San Francisco’s Republicans
The right’s performance in these races followed a string of successes in the region throughout the late twentieth century, exemplified by the old-guard socially moderate and fiscally conservative California GOP. The Bay Area’s pervasive entrepreneurial spirit and diligent work ethic had long given way to a substantial bench of Republican support.
The liberal bastion of San Francisco, renowned for its youth-driven counterculture, libertarian ideals, and leftist homogeneity, last saw a Republican mayor, George Christopher, leave office in 1964. A Greek immigrant, Christopher toed the ideological center throughout most of his mayoralty and predominantly focused on local issues.
Although he invited the national party to his city in 1956 to renominate President Dwight Eisenhower, Christopher was wary of the McCarthyite wing of the party. This was especially true when the House Un-American Activities Committee held hearings in San Francisco at the height of the Cold War. He encouraged gentrification of the city’s more impoverished areas and facilitated the relocation of the New York Giants baseball team to the city in 1958.

#### Written task:
Quote the San Francisco Republicans passage word for word, starting with "The liberal bastion" and going on through "city in 1958.". The listing has no connection to the San Francisco Republicans passage.

#### Stored data:
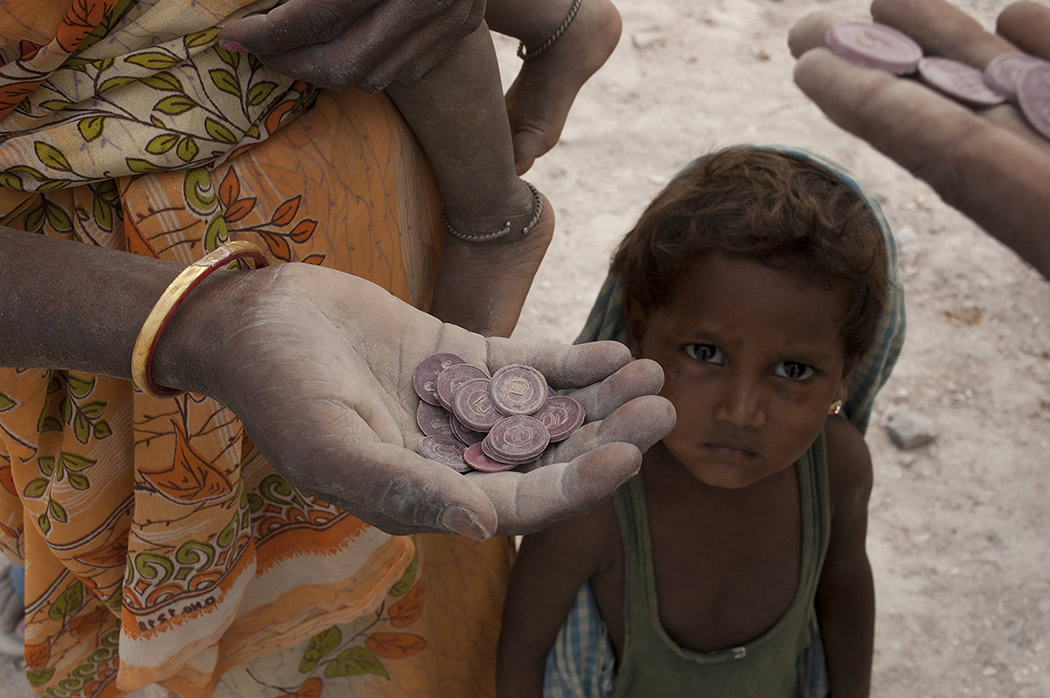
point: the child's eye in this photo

#### Exercise answer:
The liberal bastion of San Francisco, renowned for its youth-driven counterculture, libertarian ideals, and leftist homogeneity, last saw a Republican mayor, George Christopher, leave office in 1964. A Greek immigrant, Christopher toed the ideological center throughout most of his mayoralty and predominantly focused on local issues.
Although he invited the national party to his city in 1956 to renominate President Dwight Eisenhower, Christopher was wary of the McCarthyite wing of the party. This was especially true when the House Un-American Activities Committee held hearings in San Francisco at the height of the Cold War. He encouraged gentrification of the city’s more impoverished areas and facilitated the relocation of the New York Giants baseball team to the city in 1958.